> The exercise
Reproduce the records below word for word, starting with their first line and going on through the line with "[1166,0,1173,83]", both included. Give only those lines.

> Records for this exercise
##########
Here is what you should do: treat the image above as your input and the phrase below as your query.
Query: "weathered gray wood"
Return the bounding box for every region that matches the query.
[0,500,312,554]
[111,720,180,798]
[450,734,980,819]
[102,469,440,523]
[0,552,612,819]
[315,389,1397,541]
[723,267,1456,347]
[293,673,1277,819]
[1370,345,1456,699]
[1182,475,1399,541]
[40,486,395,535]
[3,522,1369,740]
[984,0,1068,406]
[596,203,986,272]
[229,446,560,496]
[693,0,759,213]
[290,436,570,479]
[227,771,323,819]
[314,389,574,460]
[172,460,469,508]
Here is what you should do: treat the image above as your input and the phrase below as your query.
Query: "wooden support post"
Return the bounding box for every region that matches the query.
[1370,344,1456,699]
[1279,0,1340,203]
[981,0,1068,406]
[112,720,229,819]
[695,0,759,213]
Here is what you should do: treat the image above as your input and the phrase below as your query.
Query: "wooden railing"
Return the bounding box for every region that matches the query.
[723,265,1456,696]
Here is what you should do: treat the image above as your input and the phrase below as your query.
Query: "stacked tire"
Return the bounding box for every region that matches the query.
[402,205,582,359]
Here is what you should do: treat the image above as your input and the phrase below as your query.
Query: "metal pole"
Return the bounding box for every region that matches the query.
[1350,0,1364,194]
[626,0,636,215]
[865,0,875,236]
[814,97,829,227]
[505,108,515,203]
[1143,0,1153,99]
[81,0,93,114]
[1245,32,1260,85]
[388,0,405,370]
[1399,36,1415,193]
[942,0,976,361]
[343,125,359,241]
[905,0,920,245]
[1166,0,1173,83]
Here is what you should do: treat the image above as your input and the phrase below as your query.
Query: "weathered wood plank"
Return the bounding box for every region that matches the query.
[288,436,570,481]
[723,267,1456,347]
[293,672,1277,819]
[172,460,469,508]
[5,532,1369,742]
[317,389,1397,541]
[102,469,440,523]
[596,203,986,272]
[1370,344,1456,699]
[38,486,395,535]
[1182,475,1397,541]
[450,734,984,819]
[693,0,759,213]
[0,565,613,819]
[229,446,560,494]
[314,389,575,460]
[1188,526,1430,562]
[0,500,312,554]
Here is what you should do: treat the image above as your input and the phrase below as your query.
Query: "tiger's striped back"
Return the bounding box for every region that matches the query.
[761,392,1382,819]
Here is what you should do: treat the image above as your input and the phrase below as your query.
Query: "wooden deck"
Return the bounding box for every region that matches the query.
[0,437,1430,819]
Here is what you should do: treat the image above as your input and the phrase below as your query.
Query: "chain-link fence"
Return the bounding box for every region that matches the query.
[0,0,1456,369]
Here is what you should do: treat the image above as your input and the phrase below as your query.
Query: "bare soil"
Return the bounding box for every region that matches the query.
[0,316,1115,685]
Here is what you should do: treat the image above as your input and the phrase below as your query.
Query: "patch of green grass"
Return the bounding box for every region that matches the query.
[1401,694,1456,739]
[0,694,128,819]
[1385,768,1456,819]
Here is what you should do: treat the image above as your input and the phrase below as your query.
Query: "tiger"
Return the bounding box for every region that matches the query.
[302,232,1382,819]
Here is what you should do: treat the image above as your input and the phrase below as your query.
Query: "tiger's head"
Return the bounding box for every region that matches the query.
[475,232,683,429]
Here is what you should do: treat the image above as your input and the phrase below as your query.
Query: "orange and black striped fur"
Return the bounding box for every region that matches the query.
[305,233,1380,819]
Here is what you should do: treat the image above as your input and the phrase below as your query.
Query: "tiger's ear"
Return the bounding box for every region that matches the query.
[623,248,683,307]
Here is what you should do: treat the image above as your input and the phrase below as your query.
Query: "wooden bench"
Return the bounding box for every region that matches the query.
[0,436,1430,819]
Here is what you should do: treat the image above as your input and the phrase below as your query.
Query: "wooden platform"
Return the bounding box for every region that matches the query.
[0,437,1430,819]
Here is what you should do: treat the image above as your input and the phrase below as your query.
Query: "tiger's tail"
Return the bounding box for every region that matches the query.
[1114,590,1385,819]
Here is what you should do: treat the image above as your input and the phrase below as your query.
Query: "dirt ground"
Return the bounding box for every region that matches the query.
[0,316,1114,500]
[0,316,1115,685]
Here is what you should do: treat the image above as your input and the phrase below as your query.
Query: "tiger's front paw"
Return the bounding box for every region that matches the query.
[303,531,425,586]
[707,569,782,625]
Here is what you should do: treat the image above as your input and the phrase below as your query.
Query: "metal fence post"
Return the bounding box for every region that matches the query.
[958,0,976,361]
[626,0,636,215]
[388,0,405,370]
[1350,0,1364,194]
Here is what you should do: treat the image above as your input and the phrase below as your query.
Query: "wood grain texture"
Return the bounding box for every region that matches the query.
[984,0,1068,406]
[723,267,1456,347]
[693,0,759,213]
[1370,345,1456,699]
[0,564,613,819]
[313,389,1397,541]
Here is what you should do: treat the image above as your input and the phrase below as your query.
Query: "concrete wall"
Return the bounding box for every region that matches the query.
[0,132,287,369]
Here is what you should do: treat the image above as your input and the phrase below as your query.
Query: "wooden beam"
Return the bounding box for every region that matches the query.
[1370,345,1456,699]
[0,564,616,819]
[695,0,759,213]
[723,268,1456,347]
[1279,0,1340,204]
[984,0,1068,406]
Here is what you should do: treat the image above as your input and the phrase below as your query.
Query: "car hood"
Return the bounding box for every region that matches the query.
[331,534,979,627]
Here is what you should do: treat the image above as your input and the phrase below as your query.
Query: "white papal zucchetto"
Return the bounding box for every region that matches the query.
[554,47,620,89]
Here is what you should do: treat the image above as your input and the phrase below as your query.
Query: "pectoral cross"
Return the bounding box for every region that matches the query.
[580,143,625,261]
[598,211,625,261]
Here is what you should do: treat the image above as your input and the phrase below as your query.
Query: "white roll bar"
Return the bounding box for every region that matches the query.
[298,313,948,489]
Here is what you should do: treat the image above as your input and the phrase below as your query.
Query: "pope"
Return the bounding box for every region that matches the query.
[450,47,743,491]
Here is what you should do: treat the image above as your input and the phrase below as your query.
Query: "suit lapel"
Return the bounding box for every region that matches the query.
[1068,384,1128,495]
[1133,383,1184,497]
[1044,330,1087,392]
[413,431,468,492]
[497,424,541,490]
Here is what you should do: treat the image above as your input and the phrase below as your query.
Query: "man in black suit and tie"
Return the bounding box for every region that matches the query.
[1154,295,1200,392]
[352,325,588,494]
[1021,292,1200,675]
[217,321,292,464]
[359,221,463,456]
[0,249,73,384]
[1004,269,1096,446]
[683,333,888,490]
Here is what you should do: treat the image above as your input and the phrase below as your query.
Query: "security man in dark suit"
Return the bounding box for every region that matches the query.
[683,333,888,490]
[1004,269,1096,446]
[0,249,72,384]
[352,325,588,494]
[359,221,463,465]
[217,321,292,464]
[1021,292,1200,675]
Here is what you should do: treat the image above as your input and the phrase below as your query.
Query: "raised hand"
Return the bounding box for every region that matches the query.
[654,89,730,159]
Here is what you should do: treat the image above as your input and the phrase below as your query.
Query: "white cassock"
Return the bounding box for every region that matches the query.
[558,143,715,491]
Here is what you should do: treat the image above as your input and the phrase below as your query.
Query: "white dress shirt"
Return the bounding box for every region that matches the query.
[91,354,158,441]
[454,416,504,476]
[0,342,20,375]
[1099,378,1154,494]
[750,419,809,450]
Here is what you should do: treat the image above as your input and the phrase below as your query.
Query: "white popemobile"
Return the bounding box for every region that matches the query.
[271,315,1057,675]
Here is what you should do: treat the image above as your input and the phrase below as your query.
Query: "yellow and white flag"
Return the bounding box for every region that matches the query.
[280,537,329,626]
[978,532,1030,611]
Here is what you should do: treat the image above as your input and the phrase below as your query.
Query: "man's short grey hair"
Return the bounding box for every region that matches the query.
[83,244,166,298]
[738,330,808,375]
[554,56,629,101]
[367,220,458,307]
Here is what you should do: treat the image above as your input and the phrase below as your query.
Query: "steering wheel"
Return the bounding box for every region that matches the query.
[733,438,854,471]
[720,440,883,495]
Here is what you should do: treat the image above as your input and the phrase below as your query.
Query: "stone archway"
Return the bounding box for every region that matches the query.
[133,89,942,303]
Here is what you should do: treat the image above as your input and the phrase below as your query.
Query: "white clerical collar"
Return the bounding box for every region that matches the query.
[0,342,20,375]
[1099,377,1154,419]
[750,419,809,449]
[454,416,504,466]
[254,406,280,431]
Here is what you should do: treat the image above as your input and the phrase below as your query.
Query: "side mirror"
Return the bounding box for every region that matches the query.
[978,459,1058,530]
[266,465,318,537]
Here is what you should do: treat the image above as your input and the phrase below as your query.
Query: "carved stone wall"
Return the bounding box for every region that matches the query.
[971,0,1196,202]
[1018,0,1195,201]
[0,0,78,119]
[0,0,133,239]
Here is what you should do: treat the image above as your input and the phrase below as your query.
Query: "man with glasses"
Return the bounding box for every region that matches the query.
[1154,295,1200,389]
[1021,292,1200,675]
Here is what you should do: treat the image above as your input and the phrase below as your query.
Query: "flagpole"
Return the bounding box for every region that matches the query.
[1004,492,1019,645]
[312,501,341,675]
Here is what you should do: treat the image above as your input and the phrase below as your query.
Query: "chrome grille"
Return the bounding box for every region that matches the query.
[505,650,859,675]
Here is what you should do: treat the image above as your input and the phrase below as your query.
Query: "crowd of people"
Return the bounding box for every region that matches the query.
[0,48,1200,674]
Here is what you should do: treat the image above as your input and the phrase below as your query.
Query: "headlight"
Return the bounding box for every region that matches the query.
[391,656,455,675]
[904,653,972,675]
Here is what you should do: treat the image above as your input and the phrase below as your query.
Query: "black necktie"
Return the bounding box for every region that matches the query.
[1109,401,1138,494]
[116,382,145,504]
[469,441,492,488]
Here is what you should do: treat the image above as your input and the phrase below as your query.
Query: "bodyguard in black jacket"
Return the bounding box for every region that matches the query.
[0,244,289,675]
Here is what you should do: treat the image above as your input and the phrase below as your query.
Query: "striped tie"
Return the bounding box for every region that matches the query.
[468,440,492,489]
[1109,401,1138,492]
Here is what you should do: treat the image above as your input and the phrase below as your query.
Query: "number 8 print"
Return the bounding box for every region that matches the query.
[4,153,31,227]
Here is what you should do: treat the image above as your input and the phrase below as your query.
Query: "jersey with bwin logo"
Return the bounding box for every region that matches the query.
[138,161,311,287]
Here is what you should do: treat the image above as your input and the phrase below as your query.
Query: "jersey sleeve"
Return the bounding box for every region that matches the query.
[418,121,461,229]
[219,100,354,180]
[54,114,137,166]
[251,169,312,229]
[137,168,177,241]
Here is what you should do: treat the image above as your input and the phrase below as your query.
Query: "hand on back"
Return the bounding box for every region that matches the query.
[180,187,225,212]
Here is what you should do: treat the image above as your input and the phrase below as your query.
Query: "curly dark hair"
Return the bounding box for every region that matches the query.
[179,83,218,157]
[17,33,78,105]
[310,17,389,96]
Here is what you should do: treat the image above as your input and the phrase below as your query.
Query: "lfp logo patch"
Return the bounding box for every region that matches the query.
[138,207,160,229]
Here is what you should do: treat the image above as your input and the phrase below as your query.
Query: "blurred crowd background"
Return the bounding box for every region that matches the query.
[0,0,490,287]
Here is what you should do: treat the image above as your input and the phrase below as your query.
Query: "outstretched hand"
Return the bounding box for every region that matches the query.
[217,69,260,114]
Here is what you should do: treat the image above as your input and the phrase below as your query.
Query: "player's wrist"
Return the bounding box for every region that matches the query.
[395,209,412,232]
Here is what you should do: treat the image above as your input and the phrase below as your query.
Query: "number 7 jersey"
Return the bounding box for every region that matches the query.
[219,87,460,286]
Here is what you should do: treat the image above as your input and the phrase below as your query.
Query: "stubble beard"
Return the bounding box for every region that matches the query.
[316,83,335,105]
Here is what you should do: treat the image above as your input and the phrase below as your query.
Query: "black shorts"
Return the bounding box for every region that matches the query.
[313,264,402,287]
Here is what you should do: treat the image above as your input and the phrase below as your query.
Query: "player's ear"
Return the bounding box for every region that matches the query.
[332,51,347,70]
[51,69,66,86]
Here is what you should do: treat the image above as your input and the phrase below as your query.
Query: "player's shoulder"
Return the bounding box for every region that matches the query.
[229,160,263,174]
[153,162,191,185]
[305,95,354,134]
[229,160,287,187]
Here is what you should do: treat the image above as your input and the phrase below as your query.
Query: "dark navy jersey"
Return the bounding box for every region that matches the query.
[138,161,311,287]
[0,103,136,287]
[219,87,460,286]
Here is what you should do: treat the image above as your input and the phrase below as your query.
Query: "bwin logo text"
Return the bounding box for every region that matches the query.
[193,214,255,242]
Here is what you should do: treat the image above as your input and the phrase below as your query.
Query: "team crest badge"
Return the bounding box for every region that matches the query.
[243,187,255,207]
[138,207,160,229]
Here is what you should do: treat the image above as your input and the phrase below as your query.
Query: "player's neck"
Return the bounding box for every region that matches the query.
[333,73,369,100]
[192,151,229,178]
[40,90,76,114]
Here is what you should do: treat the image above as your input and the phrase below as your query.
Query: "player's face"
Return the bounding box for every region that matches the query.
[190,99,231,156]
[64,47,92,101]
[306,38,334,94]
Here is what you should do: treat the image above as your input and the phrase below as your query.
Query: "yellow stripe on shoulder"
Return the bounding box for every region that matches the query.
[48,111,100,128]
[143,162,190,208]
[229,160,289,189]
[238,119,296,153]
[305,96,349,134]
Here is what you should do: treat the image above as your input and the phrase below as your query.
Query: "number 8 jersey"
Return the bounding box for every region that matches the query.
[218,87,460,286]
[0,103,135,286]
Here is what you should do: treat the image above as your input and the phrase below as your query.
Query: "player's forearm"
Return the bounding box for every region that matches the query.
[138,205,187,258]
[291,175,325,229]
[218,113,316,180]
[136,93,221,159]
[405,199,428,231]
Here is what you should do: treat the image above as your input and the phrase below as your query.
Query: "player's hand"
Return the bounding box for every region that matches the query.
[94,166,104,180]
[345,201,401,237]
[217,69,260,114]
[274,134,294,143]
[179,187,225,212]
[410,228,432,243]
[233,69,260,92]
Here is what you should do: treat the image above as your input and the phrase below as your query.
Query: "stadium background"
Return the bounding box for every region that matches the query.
##########
> The completed task
Here is what you should do: treat the image above as your input and the phrase below as your query.
Query: "weathered gray wood"
Return the bounding box for every region that matches the query.
[0,500,312,554]
[111,720,180,798]
[450,734,980,819]
[102,469,440,523]
[0,552,612,819]
[315,389,1397,541]
[723,267,1456,347]
[293,673,1277,819]
[1370,345,1456,699]
[1182,475,1399,541]
[40,486,395,535]
[3,522,1369,740]
[984,0,1068,406]
[596,203,986,272]
[229,446,560,496]
[693,0,759,213]
[290,436,570,479]
[227,771,323,819]
[314,389,574,460]
[172,460,469,508]
Here is what you should do: treat the image above as your input and the phrase below as your query.
Query: "wooden support post"
Return the bounding box for every region that matches the query.
[1370,344,1456,699]
[1279,0,1340,203]
[981,0,1068,406]
[112,720,229,819]
[695,0,759,213]
Here is what you should do: treat the image above as your input and the phrase below as your query.
Query: "wooden railing"
Return the bounding box for every region that matches the query.
[723,265,1456,696]
Here is what you should do: treat the image above as your input and the phrase below as your query.
Query: "stacked tire"
Return the bounding box for every region that matches the query.
[402,205,582,359]
Here is what you should do: treat the image above as your input and the phrase below as your query.
Query: "metal pole"
Return the bounding box for every region that matches the query.
[1350,0,1364,194]
[626,0,636,215]
[865,0,875,236]
[814,97,829,227]
[505,108,515,203]
[1143,0,1153,99]
[81,0,93,114]
[1245,32,1260,85]
[388,0,405,370]
[1399,36,1415,193]
[942,0,976,361]
[343,125,359,241]
[905,0,920,245]
[1166,0,1173,83]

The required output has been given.